(Stored items from a collection)
_ _ _ _ _ _ _
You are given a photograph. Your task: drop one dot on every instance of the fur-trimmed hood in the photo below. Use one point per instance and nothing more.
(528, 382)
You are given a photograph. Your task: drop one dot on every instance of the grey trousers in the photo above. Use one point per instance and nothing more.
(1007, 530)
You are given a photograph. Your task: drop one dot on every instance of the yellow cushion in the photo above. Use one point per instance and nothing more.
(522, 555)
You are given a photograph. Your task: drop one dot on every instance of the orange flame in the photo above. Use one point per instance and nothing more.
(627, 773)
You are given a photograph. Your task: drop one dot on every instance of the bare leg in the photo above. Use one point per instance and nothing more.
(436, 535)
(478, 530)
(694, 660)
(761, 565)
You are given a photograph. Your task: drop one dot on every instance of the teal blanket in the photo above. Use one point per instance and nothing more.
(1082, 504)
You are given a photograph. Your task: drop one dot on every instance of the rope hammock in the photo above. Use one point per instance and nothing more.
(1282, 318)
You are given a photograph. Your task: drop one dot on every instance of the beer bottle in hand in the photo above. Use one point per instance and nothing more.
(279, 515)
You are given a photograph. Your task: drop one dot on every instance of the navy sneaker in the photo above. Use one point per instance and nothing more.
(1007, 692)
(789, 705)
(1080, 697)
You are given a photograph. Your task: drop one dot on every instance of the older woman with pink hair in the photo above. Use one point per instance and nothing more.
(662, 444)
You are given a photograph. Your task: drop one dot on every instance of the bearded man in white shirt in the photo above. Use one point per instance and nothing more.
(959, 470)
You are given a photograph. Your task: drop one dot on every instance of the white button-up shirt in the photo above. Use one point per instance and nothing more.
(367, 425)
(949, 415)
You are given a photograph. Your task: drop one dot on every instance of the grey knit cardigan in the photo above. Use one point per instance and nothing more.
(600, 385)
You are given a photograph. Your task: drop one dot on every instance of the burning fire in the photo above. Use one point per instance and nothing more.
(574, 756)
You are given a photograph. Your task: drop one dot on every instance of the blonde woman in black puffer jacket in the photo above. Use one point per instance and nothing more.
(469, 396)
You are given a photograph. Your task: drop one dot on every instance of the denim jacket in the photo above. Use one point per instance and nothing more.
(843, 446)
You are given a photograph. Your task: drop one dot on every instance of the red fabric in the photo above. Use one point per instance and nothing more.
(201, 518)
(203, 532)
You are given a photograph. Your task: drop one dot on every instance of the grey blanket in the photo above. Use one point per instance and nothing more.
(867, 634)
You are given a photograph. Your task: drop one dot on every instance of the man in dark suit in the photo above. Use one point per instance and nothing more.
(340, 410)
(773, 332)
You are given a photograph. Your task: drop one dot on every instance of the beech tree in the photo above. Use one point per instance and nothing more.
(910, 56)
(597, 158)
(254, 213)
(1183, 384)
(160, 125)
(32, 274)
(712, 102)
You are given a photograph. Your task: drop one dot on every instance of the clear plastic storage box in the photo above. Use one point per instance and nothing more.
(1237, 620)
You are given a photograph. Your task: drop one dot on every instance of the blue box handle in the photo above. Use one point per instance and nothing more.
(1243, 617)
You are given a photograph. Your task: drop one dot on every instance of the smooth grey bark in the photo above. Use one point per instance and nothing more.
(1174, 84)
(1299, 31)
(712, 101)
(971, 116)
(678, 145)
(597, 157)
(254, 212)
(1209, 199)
_ _ _ _ _ _ _
- _TASK DESCRIPTION_: Output the line containing "of the beech" and all lines after it to the end of the records, exactly as given.

- _COMPLETE OUTPUT_:
You are given a photograph. Your task: drop one dot on every instance of the beech tree in the photo above. Use one point per instance and nothing more.
(910, 56)
(597, 158)
(254, 213)
(1183, 384)
(160, 125)
(32, 274)
(712, 102)
You are given a photograph. Your task: drop one dot on every instance of the clear plastic storage box in the photo above. Use one point per instance and nothing more.
(1237, 620)
You are given a photograph. Your task: drop one dot on every instance of the blue box handle in the photo above. Use one point per instance and nothing more.
(1243, 617)
You are given a photograph. Your task: drop one dot on every instance of the smooth grey bark in the photo above. Use one point per instance and nothing more.
(1174, 84)
(1299, 31)
(712, 101)
(971, 116)
(678, 145)
(597, 157)
(254, 212)
(1209, 199)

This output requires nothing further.